SÃO PAULO e BRASÍLIA - Às vésperas de uma possível troca de comando no
governo federal, os governadores do Rio, Minas Gerais, São Paulo e Santa
Catarina se reuniram na terça-feira na residência de Luiz Fernando
Pezão, na Zona Sul carioca, para discutir uma saída para a bilionária
dívida dos estados com a União. Em meio à instabilidade política, o
encontro terminou sem qualquer proposta concreta. O governador em
exercício do Rio, Francisco Dornelles, expôs sua posição e defendeu uma
moratória temporária do pagamento dos juros à União por pelo menos dois
anos, para que os estados possam reequilibrar seus orçamentos. A tese,
porém, não foi encampada formalmente pelos demais governadores.

Dados fornecidos ▸

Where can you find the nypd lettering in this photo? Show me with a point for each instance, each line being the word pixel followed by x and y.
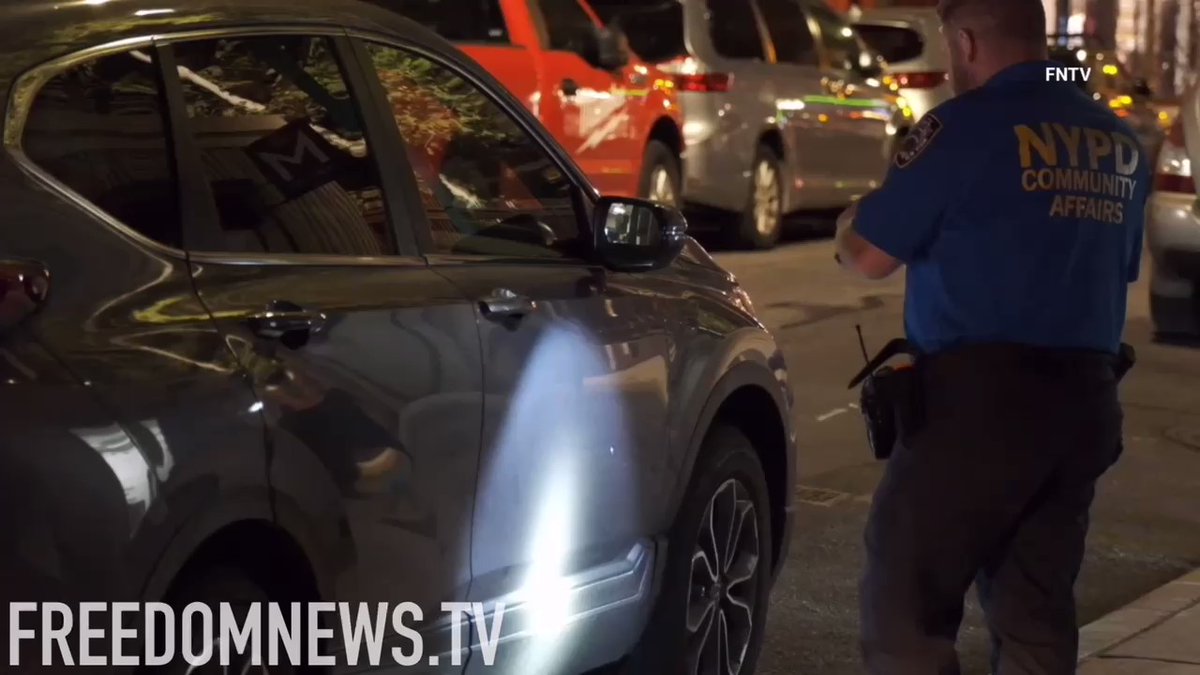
pixel 1089 171
pixel 918 139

Instruções ▸
[A] De acordo com o trecho fornecido, por quanto tempo, no mínimo, Francisco Dornelles propôs suspender o pagamento dos juros à União?
[B] Copie do trecho fornecido, sem nenhuma alteração, a passagem que vai de "SÃO PAULO e BRASÍLIA" até "pelos demais governadores.".

Respostas das tarefas ▸
[A] Por pelo menos dois anos.

[B]
SÃO PAULO e BRASÍLIA - Às vésperas de uma possível troca de comando no
governo federal, os governadores do Rio, Minas Gerais, São Paulo e Santa
Catarina se reuniram na terça-feira na residência de Luiz Fernando
Pezão, na Zona Sul carioca, para discutir uma saída para a bilionária
dívida dos estados com a União. Em meio à instabilidade política, o
encontro terminou sem qualquer proposta concreta. O governador em
exercício do Rio, Francisco Dornelles, expôs sua posição e defendeu uma
moratória temporária do pagamento dos juros à União por pelo menos dois
anos, para que os estados possam reequilibrar seus orçamentos. A tese,
porém, não foi encampada formalmente pelos demais governadores.